Kurze Aufgabe 1
Beantworte anhand des Textauszugs über die Klettersteige bei Engelberg folgende Fragen:
(a) Auf welcher Höhe liegt die Brunnihütte?
(b) Wie lange dauert der Steig am Zittergrad?
(c) Welche Anforderung wird für das Brunnistöckli angegeben?

Samstag, 23. Juni 2007

Klettersteige Engelberg

Brunnistöckli / Zittergrad
Rigidalstock

Begehung: 23.06.2007
Gebiet: Schweiz/Obwalden/Vierwaldstätter Alpen
Anfahrt: SBB bis Engelberg,
Gondelbahn bis Ristis 1600 m,
Sessellift zur Brunnihütte 1860 m
Ausgangspunkt: Brunnihütte
Gehzeiten: Brunnistöckli: Zustieg 15 Min/Steig 45 Min/ Abstieg 15 Min.
Zittergrad: Zustieg 5 Min/Steig 30 Min/ Abstieg 15 Min.
Rigidalstock: Zustieg über Brunnistöckli bzw Zittergrad 1,5 h/Steig 1,5 h/Abstieg 1,5 h
Anforderungen: Brunnistöckli: KS2-0 (einfach, Talnah)

Zu bearbeitende Einträge
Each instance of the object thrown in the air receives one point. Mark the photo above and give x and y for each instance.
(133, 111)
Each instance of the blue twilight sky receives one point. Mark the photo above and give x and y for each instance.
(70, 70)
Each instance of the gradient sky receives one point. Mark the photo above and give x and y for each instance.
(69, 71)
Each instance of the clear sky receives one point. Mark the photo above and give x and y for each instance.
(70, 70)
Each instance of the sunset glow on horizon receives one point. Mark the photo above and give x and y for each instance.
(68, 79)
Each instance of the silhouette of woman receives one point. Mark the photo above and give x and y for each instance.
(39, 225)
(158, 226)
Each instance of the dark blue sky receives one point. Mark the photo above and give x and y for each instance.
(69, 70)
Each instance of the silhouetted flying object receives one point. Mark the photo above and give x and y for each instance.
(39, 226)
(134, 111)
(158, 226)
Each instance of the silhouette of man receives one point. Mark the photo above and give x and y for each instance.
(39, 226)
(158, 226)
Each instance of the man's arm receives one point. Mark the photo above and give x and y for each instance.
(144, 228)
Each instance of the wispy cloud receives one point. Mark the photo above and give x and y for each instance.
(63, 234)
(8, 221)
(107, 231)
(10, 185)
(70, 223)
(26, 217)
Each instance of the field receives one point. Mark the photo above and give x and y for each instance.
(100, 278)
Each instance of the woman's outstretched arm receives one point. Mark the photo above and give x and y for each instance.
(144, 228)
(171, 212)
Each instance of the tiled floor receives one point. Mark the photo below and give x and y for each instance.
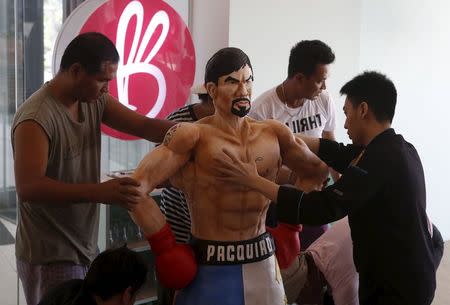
(9, 282)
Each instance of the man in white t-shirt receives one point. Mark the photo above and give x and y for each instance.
(301, 103)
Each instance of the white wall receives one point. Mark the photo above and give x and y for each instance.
(409, 40)
(266, 30)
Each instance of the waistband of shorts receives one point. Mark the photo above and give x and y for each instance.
(210, 252)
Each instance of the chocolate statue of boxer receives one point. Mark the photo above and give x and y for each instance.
(230, 259)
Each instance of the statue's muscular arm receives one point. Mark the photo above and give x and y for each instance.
(165, 160)
(156, 167)
(310, 170)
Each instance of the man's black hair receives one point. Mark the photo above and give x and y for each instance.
(90, 50)
(225, 61)
(376, 90)
(113, 271)
(306, 55)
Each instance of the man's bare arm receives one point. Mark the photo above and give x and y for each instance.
(165, 160)
(330, 136)
(310, 170)
(31, 149)
(158, 166)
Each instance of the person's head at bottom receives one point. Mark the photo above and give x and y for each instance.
(115, 276)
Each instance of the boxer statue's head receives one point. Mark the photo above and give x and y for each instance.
(229, 81)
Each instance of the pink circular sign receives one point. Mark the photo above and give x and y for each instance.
(157, 57)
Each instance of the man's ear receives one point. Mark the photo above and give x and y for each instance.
(211, 87)
(300, 77)
(128, 296)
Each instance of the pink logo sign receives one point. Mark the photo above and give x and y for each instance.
(157, 58)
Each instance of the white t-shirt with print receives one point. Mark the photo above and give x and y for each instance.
(310, 119)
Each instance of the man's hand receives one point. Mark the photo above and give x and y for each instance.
(120, 191)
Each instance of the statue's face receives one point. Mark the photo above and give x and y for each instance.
(233, 92)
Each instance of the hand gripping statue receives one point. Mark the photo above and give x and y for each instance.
(230, 259)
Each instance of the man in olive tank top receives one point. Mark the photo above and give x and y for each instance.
(56, 141)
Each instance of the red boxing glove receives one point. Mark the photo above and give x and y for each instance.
(287, 243)
(175, 263)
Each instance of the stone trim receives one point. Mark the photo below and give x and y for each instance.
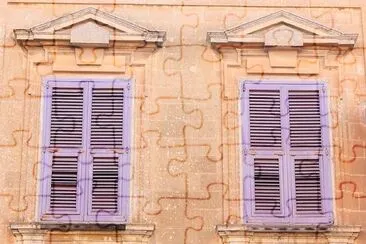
(305, 31)
(242, 234)
(97, 23)
(39, 233)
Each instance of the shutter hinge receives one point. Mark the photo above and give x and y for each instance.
(323, 89)
(248, 151)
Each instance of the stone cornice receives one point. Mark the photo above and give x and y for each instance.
(281, 29)
(94, 25)
(299, 234)
(37, 232)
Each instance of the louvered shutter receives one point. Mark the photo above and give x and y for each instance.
(308, 157)
(65, 129)
(108, 147)
(286, 153)
(263, 147)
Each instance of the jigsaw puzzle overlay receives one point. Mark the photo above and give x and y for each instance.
(187, 101)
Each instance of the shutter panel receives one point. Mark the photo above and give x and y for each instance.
(265, 118)
(286, 160)
(66, 117)
(305, 124)
(107, 146)
(267, 189)
(64, 179)
(307, 184)
(107, 117)
(65, 136)
(105, 184)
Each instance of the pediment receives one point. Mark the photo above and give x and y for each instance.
(90, 27)
(282, 29)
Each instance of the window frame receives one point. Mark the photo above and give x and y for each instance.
(247, 166)
(45, 169)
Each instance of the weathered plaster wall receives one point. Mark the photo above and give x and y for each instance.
(186, 175)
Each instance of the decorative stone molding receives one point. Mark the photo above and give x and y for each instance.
(89, 27)
(240, 234)
(37, 233)
(281, 29)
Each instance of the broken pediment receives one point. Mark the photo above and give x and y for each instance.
(89, 27)
(282, 29)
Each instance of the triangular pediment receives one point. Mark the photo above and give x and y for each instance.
(282, 29)
(90, 27)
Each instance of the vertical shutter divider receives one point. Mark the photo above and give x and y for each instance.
(86, 164)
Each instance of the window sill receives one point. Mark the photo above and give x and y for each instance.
(242, 234)
(38, 233)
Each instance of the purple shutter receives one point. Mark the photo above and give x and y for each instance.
(286, 153)
(263, 189)
(64, 140)
(305, 125)
(307, 155)
(108, 148)
(267, 193)
(265, 118)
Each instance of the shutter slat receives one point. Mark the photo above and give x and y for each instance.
(265, 116)
(307, 183)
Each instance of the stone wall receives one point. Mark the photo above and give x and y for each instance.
(186, 163)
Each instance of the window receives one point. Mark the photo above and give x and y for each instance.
(85, 161)
(287, 178)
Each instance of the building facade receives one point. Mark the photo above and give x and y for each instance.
(182, 121)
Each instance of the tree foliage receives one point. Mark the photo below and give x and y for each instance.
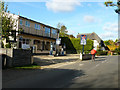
(110, 44)
(110, 3)
(73, 44)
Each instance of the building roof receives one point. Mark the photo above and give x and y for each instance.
(92, 36)
(38, 22)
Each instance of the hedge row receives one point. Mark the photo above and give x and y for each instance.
(73, 44)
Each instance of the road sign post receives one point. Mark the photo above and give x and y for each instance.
(83, 41)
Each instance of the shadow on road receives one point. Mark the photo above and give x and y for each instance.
(47, 78)
(44, 62)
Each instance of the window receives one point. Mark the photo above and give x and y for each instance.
(54, 32)
(20, 21)
(37, 26)
(27, 24)
(47, 31)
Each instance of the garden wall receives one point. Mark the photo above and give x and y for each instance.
(16, 57)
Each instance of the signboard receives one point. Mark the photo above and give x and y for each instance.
(25, 46)
(83, 39)
(58, 41)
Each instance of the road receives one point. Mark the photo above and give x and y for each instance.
(102, 73)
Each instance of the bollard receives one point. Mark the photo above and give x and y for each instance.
(80, 56)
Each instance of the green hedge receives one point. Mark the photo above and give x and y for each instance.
(73, 45)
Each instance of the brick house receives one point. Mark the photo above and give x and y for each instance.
(98, 42)
(33, 34)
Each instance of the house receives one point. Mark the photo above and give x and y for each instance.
(33, 34)
(98, 42)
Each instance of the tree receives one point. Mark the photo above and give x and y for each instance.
(7, 25)
(110, 3)
(63, 30)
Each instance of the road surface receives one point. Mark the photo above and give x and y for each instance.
(102, 73)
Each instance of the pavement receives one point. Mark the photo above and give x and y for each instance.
(47, 60)
(102, 73)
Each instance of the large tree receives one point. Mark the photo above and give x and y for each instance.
(7, 25)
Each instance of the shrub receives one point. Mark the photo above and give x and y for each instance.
(73, 44)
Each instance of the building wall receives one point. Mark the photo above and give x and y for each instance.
(37, 37)
(34, 31)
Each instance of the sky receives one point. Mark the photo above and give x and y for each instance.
(78, 17)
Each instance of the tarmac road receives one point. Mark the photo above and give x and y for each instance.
(102, 73)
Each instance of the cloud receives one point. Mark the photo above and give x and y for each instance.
(109, 35)
(111, 27)
(101, 4)
(71, 32)
(62, 5)
(89, 19)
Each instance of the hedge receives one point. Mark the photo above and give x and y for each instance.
(73, 44)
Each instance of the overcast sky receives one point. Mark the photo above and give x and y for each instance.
(78, 17)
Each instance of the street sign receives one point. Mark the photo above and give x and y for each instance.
(83, 39)
(58, 41)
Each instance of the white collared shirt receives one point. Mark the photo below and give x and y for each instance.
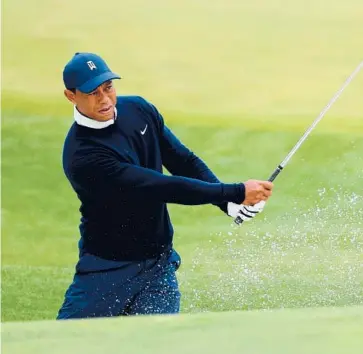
(92, 123)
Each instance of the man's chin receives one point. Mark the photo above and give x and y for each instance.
(104, 117)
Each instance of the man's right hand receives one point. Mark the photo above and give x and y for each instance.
(256, 190)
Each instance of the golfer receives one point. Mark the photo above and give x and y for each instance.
(113, 157)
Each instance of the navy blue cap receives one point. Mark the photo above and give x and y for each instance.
(86, 71)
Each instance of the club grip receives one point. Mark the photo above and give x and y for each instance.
(276, 173)
(238, 220)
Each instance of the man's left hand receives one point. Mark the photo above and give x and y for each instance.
(245, 212)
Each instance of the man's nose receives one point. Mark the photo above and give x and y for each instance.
(103, 98)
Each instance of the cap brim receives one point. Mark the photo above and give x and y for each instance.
(91, 85)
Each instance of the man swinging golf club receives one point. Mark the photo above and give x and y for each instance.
(113, 156)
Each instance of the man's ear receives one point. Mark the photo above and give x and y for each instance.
(70, 96)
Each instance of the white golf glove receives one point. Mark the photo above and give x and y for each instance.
(245, 212)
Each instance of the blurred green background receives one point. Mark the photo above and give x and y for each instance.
(238, 82)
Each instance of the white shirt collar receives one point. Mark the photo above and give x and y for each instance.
(92, 123)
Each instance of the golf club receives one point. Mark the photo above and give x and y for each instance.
(238, 220)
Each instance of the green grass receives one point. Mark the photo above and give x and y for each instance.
(315, 331)
(238, 82)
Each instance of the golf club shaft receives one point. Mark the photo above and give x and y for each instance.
(280, 167)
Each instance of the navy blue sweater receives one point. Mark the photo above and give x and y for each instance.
(117, 173)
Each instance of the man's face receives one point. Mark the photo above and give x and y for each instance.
(98, 104)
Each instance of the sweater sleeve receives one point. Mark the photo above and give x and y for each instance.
(180, 160)
(99, 171)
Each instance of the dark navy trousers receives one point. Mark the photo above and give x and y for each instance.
(125, 288)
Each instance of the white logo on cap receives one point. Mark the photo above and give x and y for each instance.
(91, 65)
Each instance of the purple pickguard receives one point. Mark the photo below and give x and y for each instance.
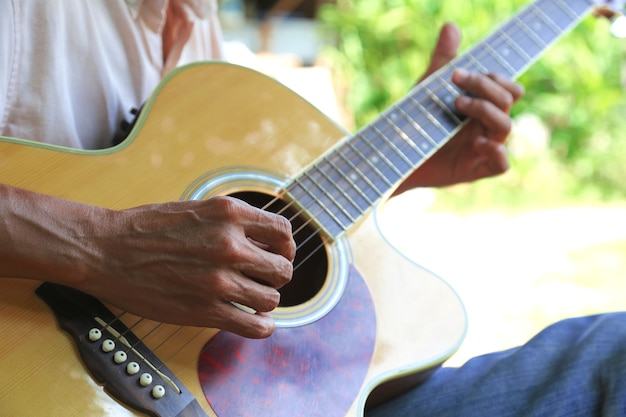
(312, 370)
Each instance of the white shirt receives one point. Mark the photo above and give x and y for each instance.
(71, 70)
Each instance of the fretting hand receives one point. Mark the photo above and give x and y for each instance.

Kurze Aufgabe 2
Ermittle alle Zeilen der Einträge, in denen das Wort "white" vorkommt, und gib diese Zeilen wieder. Groß- und Kleinschreibung ist dabei zu beachten.

Ergebnis 1
(a) Die Brunnihütte liegt auf 1860 m.
(b) Der Steig am Zittergrad dauert 30 Minuten.
(c) Für das Brunnistöckli wird KS2-0 angegeben (einfach, Talnah).

Ergebnis 2
Each instance of the man in white t-shirt receives one point. Mark the photo above and give x and y for each instance.
Each instance of the white wall receives one point. Mark the photo above and give x and y for each instance.
Each instance of the white t-shirt with print receives one point. Mark the photo above and give x and y for each instance.
Each instance of the white collared shirt receives one point. Mark the photo below and give x and y for each instance.
Each instance of the white golf glove receives one point. Mark the photo above and give x and y for each instance.
Each instance of the white shirt collar receives one point. Mark the photo above and give x and y for each instance.
Each instance of the white logo on cap receives one point. Mark the photo above and give x and y for each instance.
Each instance of the white shirt receives one point. Mark the photo above and give x and y for each instance.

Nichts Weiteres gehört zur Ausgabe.